> **DATA ENTRIES**:
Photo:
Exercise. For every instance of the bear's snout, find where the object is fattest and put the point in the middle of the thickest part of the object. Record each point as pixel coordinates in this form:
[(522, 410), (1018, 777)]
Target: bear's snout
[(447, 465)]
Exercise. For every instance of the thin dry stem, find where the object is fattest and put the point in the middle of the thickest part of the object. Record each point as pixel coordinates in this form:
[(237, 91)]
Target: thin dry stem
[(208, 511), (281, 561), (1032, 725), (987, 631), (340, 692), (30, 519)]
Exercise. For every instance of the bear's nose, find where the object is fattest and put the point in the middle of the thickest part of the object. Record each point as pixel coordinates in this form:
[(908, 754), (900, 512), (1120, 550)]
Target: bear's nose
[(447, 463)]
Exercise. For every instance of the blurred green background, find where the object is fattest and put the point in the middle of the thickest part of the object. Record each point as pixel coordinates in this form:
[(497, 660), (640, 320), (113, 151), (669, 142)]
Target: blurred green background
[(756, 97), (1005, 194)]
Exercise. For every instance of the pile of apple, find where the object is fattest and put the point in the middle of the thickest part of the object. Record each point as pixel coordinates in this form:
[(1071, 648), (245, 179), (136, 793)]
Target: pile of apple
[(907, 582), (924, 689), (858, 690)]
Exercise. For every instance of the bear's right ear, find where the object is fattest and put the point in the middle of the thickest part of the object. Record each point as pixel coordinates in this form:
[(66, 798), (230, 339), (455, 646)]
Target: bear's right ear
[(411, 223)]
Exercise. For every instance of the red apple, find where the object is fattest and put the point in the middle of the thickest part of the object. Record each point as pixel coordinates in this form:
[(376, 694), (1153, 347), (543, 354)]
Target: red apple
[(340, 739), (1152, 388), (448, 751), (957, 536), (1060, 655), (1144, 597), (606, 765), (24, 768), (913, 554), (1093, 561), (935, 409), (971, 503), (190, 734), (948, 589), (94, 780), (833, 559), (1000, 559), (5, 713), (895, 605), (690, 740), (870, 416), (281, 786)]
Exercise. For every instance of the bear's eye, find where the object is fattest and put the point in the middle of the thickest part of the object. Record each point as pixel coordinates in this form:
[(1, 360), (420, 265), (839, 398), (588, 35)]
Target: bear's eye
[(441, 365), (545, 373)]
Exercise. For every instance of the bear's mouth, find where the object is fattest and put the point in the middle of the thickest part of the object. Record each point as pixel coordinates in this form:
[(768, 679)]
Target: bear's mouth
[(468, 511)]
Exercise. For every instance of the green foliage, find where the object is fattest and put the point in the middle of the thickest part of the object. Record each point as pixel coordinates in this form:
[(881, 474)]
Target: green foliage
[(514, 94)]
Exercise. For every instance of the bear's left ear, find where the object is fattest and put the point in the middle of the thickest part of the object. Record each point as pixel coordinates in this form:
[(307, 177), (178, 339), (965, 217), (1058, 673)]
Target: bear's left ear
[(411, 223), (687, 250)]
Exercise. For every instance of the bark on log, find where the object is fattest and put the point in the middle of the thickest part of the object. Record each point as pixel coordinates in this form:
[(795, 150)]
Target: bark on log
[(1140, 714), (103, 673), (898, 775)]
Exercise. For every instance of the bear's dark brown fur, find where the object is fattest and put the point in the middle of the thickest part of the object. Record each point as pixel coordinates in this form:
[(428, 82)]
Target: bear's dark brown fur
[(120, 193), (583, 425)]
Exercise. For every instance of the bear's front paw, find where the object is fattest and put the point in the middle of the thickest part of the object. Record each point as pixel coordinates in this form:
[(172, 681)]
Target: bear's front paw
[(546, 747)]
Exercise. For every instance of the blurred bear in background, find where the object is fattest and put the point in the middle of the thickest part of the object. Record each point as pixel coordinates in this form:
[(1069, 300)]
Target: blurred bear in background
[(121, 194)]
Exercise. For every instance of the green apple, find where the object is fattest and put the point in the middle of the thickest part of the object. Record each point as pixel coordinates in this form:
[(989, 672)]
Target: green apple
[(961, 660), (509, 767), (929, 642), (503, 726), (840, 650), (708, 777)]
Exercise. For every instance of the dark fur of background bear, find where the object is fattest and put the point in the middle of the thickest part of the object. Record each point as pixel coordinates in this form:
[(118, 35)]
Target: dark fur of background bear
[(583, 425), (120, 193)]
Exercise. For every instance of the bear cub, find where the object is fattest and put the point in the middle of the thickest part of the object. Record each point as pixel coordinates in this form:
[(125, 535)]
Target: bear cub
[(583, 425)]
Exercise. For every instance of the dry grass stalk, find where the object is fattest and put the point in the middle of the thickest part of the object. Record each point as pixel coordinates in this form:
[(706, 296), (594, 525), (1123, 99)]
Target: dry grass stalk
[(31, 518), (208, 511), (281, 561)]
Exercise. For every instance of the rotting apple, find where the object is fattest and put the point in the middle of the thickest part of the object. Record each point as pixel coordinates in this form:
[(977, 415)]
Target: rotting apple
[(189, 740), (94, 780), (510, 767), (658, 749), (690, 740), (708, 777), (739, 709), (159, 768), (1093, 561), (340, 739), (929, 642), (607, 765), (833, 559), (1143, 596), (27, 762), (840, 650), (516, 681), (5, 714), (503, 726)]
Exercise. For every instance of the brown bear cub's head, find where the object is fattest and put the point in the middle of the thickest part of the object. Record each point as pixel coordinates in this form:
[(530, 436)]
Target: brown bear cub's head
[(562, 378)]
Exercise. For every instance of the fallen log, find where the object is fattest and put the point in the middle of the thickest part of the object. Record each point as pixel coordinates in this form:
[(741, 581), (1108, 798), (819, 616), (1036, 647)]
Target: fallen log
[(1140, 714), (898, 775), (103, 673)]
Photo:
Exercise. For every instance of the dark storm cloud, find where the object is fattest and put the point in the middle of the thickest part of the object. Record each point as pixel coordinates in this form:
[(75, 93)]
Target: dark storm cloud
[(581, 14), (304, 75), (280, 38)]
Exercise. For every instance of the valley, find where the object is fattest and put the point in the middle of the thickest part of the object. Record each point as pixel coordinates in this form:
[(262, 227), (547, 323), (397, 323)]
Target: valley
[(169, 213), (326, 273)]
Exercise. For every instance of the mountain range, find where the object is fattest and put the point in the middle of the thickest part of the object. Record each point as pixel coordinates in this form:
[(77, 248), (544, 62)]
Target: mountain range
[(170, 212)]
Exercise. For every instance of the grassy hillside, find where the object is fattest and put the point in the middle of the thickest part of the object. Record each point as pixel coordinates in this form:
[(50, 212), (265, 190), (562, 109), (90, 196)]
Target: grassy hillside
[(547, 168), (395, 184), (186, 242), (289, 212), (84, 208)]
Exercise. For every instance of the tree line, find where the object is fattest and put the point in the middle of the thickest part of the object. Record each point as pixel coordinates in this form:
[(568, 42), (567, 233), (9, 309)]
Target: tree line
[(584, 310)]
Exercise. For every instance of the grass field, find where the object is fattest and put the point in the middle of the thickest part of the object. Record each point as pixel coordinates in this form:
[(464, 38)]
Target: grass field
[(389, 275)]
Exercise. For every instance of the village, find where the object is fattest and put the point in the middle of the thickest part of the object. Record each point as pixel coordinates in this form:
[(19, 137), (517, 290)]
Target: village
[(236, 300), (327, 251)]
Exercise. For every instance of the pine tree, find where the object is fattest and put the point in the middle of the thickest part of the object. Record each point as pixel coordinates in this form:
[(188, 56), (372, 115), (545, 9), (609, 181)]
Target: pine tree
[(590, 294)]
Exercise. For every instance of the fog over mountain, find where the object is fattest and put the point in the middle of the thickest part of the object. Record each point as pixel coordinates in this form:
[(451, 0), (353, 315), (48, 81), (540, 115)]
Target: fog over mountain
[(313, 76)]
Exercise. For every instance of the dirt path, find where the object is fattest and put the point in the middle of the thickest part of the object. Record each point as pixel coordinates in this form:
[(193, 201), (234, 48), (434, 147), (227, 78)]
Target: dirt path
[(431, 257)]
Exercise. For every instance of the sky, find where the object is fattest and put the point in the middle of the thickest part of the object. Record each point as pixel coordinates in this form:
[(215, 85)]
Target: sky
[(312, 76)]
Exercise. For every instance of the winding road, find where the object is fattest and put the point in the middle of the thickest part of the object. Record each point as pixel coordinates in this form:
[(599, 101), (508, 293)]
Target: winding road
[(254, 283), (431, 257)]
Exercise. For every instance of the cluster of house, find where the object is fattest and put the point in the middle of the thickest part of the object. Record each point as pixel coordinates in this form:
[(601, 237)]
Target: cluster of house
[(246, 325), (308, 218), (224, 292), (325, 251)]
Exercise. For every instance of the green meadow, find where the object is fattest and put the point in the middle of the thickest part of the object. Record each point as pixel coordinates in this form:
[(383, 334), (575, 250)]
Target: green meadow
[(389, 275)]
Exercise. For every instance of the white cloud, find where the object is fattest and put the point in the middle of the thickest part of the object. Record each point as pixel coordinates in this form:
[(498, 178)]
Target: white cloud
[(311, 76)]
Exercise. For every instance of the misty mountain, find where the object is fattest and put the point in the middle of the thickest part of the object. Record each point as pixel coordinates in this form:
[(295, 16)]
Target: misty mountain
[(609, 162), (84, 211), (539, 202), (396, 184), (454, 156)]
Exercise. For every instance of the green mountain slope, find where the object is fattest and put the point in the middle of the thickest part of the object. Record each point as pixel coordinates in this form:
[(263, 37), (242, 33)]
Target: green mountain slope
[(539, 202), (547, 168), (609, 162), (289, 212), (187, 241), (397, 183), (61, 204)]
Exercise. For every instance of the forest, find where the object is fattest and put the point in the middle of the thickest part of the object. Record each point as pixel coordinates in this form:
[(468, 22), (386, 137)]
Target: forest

> **WORK TO DO**: Update the stretch from the line containing "Exercise. For every instance of the bear's dark" through the line containing "[(546, 747)]" by changing every "front paw" to "hind paw" and leaving the rest unchanged. Return only those lines.

> **THE OUTPUT**:
Exercise. For every instance of the bear's dark brown fur, find where the object is fattest and put the point in the middle of the thickest part of the object. Record each point as pixel coordinates in this form:
[(428, 82)]
Target: bear's dark brown fur
[(120, 193), (583, 425)]
Exercise. For every instance of the bear's hind paw, find where the object is fattest and put the point in the middle of the thickest part of the object. Record each point as pixel coordinates in this form:
[(172, 681)]
Target: bear's hind paw
[(546, 747)]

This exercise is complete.